Pointing records -
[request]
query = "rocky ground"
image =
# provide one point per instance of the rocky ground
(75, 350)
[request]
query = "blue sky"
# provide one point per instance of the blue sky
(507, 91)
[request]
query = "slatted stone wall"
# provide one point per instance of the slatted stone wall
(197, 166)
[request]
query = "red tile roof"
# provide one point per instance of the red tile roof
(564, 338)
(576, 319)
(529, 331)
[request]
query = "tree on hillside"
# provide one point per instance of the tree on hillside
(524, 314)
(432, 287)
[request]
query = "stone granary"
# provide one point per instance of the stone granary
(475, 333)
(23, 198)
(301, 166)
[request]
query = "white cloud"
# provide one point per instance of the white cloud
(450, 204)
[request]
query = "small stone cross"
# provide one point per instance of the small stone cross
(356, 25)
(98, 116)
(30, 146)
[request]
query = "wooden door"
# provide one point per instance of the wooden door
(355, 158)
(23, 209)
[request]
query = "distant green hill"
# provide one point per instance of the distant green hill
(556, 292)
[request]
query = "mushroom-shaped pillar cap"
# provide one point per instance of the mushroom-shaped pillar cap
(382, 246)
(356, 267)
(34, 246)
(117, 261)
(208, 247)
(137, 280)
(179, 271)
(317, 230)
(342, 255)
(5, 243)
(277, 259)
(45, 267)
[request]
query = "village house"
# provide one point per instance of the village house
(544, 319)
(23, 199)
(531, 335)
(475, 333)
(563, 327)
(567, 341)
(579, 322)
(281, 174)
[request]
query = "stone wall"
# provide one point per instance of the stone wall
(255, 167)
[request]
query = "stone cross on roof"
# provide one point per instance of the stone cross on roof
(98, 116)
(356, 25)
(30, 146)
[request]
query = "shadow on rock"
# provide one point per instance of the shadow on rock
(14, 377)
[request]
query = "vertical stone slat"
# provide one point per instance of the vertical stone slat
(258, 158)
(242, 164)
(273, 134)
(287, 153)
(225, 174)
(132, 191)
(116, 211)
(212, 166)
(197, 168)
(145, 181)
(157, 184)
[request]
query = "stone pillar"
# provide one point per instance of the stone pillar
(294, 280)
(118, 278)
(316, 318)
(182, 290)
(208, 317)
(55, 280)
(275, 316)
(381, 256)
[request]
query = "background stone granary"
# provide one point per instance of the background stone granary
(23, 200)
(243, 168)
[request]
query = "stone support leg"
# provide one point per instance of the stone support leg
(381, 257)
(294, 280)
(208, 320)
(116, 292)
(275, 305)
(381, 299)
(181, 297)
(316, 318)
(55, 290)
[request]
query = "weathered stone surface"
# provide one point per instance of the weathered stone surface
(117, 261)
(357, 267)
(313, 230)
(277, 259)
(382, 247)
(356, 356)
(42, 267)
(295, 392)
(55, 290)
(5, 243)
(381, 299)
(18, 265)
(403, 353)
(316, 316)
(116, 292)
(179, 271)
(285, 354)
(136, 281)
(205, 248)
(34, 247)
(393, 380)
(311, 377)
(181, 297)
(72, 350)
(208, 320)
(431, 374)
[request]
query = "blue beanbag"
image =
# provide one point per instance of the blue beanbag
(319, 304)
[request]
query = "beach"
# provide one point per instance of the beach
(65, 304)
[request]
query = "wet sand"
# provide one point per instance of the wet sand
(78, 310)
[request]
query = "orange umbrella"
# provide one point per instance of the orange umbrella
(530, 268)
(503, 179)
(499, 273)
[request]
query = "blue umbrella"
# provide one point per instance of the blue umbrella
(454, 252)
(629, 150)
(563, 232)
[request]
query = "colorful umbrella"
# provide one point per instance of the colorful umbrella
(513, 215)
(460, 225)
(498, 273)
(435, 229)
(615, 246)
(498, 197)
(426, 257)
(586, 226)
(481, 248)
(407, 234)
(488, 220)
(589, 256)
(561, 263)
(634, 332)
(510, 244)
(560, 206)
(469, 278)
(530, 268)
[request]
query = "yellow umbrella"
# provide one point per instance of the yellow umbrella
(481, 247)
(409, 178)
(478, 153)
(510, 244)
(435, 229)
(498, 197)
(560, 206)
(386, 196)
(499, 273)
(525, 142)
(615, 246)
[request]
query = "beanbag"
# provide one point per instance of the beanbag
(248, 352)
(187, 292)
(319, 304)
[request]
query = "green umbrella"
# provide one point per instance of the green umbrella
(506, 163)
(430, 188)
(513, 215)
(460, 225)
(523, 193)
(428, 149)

PROMPT - Your task is to extract all of the records exactly.

OUTPUT FOR THIS EXERCISE -
[request]
query = "rocky ground"
image =
# provide one point per instance of the rocky ground
(75, 350)
[request]
query = "blue sky"
# provide one point per instance of the blue sky
(507, 91)
[request]
query = "slatted stone wall"
# provide one point per instance of the slatted stone wall
(197, 166)
[request]
query = "red tile roof"
# provide one point per instance of the red tile roof
(564, 338)
(576, 319)
(529, 331)
[request]
query = "tree on hillside"
# provide one point per instance of the tree on hillside
(524, 314)
(432, 287)
[request]
query = "stone granary"
# provide one point per instance of the stone granary
(475, 333)
(23, 198)
(301, 166)
[request]
query = "white cloud"
# provide one point per instance of the white cloud
(450, 204)
[request]
query = "small stone cross"
# provide one point per instance of the small stone cross
(356, 25)
(98, 116)
(30, 146)
[request]
query = "wooden door"
# provide one point per instance of the wooden door
(355, 158)
(23, 209)
[request]
query = "distant green hill"
# provide one point per instance of the distant green hill
(556, 292)
[request]
query = "mushroom-shaped pillar cap"
# provide one point per instance of the mushroom-shaped pillar cap
(382, 246)
(356, 267)
(34, 246)
(117, 261)
(208, 247)
(137, 280)
(179, 271)
(317, 230)
(342, 255)
(5, 243)
(277, 259)
(45, 267)
[request]
query = "village house"
# provide one point per instance of the village house
(544, 319)
(23, 199)
(531, 335)
(475, 333)
(563, 327)
(567, 341)
(579, 322)
(281, 174)
[request]
query = "stone wall"
# provide one point per instance of the stone wall
(255, 167)
[request]
query = "stone cross on roof"
# provide one point per instance of the stone cross on roof
(98, 116)
(356, 25)
(30, 146)
[request]
query = "shadow on rock"
# provide one point per instance of the shadow on rock
(14, 377)
[request]
query = "vertical stone slat"
# provide one point per instance of the vertical stone slat
(258, 158)
(242, 164)
(273, 134)
(287, 153)
(225, 174)
(132, 191)
(116, 211)
(212, 166)
(197, 168)
(145, 181)
(157, 184)
[request]
query = "stone pillar"
# provide one point per instance of the stone pillar
(294, 280)
(118, 278)
(316, 318)
(182, 290)
(208, 317)
(55, 280)
(275, 316)
(381, 256)
[request]
query = "background stone granary"
# provide one point per instance of the background stone granary
(23, 200)
(243, 168)
[request]
query = "stone support leg"
# provide one point per instance of the stone support leg
(381, 257)
(294, 280)
(208, 320)
(116, 292)
(275, 305)
(381, 299)
(181, 297)
(316, 318)
(55, 290)
[request]
query = "weathered stone surface"
# provide one point per instance of the weathered stone surface
(117, 261)
(357, 267)
(313, 230)
(277, 259)
(382, 247)
(356, 356)
(42, 267)
(295, 392)
(55, 290)
(5, 243)
(381, 299)
(18, 265)
(403, 353)
(316, 316)
(116, 292)
(179, 271)
(285, 354)
(136, 281)
(205, 248)
(34, 247)
(393, 380)
(311, 377)
(181, 297)
(72, 350)
(208, 320)
(431, 374)
[request]
query = "blue beanbag"
image =
# provide one point per instance of the blue beanbag
(319, 304)
[request]
query = "beach"
# provide one point per instance of the beach
(65, 304)
[request]
query = "wet sand"
# provide one point per instance of the wet sand
(78, 310)
[request]
query = "orange umbrella"
# provide one point per instance of the orange umbrella
(530, 268)
(503, 179)
(499, 273)
[request]
query = "blue umbrella"
# provide one point per instance of the blue umbrella
(454, 252)
(629, 150)
(563, 232)
[request]
query = "colorful umbrella"
# provide one point per instance of the colorful umbrella
(513, 215)
(460, 225)
(498, 273)
(435, 229)
(615, 246)
(498, 197)
(426, 257)
(586, 226)
(481, 248)
(407, 234)
(488, 220)
(589, 256)
(561, 263)
(634, 332)
(510, 244)
(560, 206)
(469, 278)
(530, 268)
[request]
query = "yellow umbrella"
# provide one point per instance of the yellow umbrella
(481, 247)
(409, 178)
(478, 153)
(510, 244)
(435, 229)
(498, 197)
(560, 206)
(386, 196)
(499, 273)
(525, 142)
(615, 246)
[request]
query = "beanbag"
# provide one point per instance of the beanbag
(248, 352)
(187, 292)
(319, 304)
[request]
query = "green umbrella"
# provide one point per instance of the green umbrella
(506, 163)
(430, 188)
(513, 215)
(460, 225)
(523, 193)
(428, 149)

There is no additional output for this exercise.